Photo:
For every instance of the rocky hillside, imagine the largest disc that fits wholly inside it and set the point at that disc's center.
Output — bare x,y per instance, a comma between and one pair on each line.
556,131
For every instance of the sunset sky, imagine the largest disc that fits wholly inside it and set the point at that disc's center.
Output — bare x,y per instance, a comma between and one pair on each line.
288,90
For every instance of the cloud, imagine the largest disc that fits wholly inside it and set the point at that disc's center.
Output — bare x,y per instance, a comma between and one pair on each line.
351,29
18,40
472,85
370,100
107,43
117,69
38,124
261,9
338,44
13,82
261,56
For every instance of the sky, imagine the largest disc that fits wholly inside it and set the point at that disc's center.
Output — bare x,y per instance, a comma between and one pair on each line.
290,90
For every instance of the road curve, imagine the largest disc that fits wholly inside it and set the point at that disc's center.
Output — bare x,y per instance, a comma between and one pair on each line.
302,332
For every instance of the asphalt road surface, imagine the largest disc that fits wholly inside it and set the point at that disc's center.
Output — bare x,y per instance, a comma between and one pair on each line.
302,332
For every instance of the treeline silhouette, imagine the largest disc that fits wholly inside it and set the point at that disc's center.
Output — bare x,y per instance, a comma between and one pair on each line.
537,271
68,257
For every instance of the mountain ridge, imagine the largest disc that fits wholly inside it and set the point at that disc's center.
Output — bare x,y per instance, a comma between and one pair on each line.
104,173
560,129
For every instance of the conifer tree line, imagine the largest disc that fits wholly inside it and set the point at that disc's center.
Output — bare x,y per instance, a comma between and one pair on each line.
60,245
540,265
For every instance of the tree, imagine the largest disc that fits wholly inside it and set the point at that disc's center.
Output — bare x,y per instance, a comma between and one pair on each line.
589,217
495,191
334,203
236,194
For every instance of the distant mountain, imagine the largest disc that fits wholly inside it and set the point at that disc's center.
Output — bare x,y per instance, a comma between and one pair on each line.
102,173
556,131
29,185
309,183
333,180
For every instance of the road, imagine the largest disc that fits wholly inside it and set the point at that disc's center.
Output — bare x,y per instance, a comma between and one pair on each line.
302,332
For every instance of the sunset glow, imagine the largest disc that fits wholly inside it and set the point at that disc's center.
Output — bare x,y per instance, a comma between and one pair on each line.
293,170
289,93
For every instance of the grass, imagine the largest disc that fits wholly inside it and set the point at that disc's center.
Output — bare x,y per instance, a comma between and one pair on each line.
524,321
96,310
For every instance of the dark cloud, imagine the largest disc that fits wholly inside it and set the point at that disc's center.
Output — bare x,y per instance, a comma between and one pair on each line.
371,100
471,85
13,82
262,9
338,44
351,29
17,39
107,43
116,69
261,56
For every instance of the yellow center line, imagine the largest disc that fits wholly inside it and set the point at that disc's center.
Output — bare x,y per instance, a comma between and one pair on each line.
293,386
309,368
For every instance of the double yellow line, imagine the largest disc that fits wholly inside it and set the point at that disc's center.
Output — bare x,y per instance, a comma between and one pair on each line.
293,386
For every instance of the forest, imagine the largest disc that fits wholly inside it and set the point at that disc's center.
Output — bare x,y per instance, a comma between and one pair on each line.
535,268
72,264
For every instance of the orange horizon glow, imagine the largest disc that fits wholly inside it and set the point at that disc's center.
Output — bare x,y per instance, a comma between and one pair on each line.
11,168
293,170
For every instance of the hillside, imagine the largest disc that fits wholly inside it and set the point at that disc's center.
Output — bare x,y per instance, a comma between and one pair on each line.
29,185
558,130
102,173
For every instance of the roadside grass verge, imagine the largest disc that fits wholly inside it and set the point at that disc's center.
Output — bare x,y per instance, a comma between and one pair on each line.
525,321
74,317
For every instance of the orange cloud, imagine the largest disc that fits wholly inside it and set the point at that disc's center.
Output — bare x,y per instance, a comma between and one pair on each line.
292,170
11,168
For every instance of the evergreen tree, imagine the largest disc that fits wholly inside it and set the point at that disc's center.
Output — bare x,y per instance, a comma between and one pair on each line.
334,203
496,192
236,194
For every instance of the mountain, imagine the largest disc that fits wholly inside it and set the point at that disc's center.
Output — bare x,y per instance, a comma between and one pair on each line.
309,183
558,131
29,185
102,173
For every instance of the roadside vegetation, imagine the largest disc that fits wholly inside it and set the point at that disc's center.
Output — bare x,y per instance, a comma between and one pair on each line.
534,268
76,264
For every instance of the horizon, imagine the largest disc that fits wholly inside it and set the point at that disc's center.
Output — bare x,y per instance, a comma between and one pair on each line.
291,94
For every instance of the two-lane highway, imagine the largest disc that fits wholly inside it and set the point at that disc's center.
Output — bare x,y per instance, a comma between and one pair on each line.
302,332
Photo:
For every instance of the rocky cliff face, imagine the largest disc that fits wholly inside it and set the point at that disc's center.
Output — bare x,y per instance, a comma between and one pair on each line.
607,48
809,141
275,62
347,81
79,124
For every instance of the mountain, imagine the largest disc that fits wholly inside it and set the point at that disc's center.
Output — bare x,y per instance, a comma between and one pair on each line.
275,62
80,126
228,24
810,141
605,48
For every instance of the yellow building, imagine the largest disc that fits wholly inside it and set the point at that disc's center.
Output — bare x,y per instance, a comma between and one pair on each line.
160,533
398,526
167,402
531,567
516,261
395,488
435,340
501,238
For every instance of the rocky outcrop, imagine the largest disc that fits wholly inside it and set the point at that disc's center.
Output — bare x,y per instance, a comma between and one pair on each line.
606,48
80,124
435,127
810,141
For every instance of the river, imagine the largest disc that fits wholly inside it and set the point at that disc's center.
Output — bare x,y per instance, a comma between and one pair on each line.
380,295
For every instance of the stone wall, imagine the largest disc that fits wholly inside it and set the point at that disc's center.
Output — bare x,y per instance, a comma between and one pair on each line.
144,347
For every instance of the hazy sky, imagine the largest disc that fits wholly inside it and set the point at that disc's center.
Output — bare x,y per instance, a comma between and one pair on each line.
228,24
______
Assigned task — Transcribe the material above in its entirety, precisely as written.

Result for this task —
Photo:
For every instance of the rocky hillside, imagine the largest disc that fits wholly inside it and set the point at that disc's center.
Output — bare x,y per instance, a comma between and one pair on each line.
556,131
For every instance of the sunset sky, imagine the largest disc that fits wholly inside it and set the point at that disc's center.
Output — bare x,y per instance, a comma between and one pair on each line.
288,90
For every instance of the cloud, imagine the largest disc that fits wholly inside it and set the point at that disc's center.
Output — bare x,y per instance, a comma between and one pair on each line.
351,29
18,40
472,85
370,100
107,43
117,69
38,124
261,9
338,44
13,82
261,56
For every instance of the sky, imagine the largest disc that fits wholly inside it and set the point at that disc's center.
Output — bare x,y per instance, a comma between and one pair on each line.
290,90
For every instance of the road curve, imagine the largest disc that fits wholly inside it and set the point at that disc's center.
Output — bare x,y per instance, a comma between and one pair on each line.
302,332
For every instance of the asphalt road surface, imagine the largest disc that fits wholly inside it and set the point at that disc's center.
Output — bare x,y per instance, a comma between and one pair on each line.
302,332
For every instance of the treeline silhouette, imagine the largest disc that fits wholly inside it and set the point at that disc's center.
Output — bare x,y per instance, a comma between and one pair on each line.
537,271
68,257
For every instance of the mountain ridge, imagine the largest disc that fits wholly inside it and set the point at that disc's center.
Output — bare x,y per instance, a comma between and one pair on each line.
104,173
560,129
For every instance of the conifer tree line, imagine the largest disc that fits wholly inside it and set the point at that disc's center.
Output — bare x,y per instance, a comma between and one pair on each line.
60,245
540,265
For every instance of the tree, imagine the largest disc that fits wholly inside it and set the point at that disc's center.
Output — bare x,y per instance, a comma between and one pair on each line.
589,217
495,191
334,203
236,194
For every instance of the distant mountain, imagine the largest disc that fits wholly inside it and set the point at that disc's center.
Output — bare x,y per instance, a comma between and one pair on each line.
102,173
556,131
29,185
309,183
333,180
For every instance of the road, imagine the largest disc that fits wholly inside it and set the point at that disc's center.
Output — bare x,y per instance, a comma between and one pair on each line.
302,332
For every instance of the sunset glow, imagine the largest disc that fits wholly inside it and set the point at that disc's center.
Output — bare x,y per instance, a comma between and one pair on each line.
293,170
289,93
For every instance of the grass, imagine the largest disc that fits wholly inside it and set the point at that disc's center.
Output — bare x,y per instance, a comma between and one pair on each line.
524,321
96,310
For every instance of the dark cloud, imagine the largest disc that fits wholly inside it and set the point at that disc's center.
Output — bare x,y per instance, a comma between and one pair on each line.
371,100
471,85
13,82
262,9
338,44
351,29
17,39
107,43
116,69
261,56
For every instance of the yellow center line, imagine the largest disc that fits wholly inside it and set the point at that disc's center.
Output — bare x,y per instance, a comma between and one pair on each line.
293,386
309,368
For every instance of the double yellow line, imagine the largest disc that fits wholly inside it and set the point at that disc's center.
Output — bare x,y per instance, a comma between and one pair on each line.
293,386
For every instance of the forest, imagine the largest disc that fits wholly inside it and set the point at that disc's center.
Output — bare x,y per instance, a comma between and one pair on each line.
535,268
72,264
For every instance of the orange horizon glow, imagine the largest disc that fits wholly inside it and set the point at that disc's center.
Output — bare x,y per instance, a comma between and one pair on each line.
11,168
293,170
For every instance of the hillside, imagine the largest disc that fits wholly inside it and set the point at that disc's center.
Output — bare x,y per instance, a comma between and one pair on each line.
29,185
558,130
102,173
For every instance of the roadside grass verge, imagine the largest disc that fits wholly inside it and set the point at that disc's center.
Output — bare x,y per instance, a comma between and one pair on each line.
525,321
74,317
For every instance of the orange cloud, imagine the largest disc that fits wholly inside it and set the point at that disc's center.
Output — bare x,y per instance, a comma between and one pair on each line.
292,170
11,168
For every instance of the evergreen tree, imagine the largest disc that fits wholly inside it and set the point at that disc's center.
Output — bare x,y per instance, a comma between and one pair on each line.
334,203
496,192
236,194
For every instance of the mountain, imagine the largest disc that fits wholly inside it and set the point at that disc's center.
Output — bare x,y per instance, a comma between and one pair on each line.
309,183
558,131
29,185
102,173
For every instance of the roadside vegetation, imagine the largest disc that fits wholly inside it and set the point at that disc's center.
Output — bare x,y per instance, a comma between and one pair on each line.
534,268
76,264
For every instance of the horizon, imagine the largest disc that fits wholly inside it and set the point at that disc's center.
Output — bare x,y per instance, a comma between and one pair on each line.
291,94
For every instance of the two-lane highway, imagine the largest disc that fits wholly inside it and set the point at that disc's center.
Output — bare x,y per instance, a comma between and one pair on each line.
302,332
Photo:
For every instance of the rocky cliff face, imagine the largest disc that fits wholly inside it and set the point at that disc's center.
Output — bare x,y per instance, a comma between and one pair on each line.
607,48
809,141
275,62
347,81
79,124
For every instance of the mountain, imagine the largest disc that fits wholly inside it and set the point at that disc's center.
Output — bare x,y per instance, a comma between and one pair on each line.
275,62
80,126
228,24
810,141
605,48
For every instance of the yellow building, imagine the largest disc that fits wholly inside it and set the point at that disc's center.
Output — bare x,y per instance, a comma between and one pair on each line.
160,533
398,526
167,402
531,567
516,261
395,488
435,340
501,238
For every instance of the rocky outcrop, imagine the largest disc that fits wholly inside it and set the point at that disc's center.
Output — bare x,y per instance, a comma between and one pair on each line.
606,48
80,124
435,127
810,141
For every instance of the river, imagine the largest disc that fits wholly inside it and set the point at that disc's center.
Output — bare x,y per instance, a comma between and one pair on each line.
380,295
For every instance of the stone wall, imagine the largest disc that fits wholly inside it and set the point at that disc's center.
Output — bare x,y per instance, a comma between and one pair on each line.
144,347
For every instance of the hazy sky, imagine the largest disc that fits wholly inside it and set the point at that disc's center.
Output — bare x,y per instance, a comma between and one pair on each line.
228,24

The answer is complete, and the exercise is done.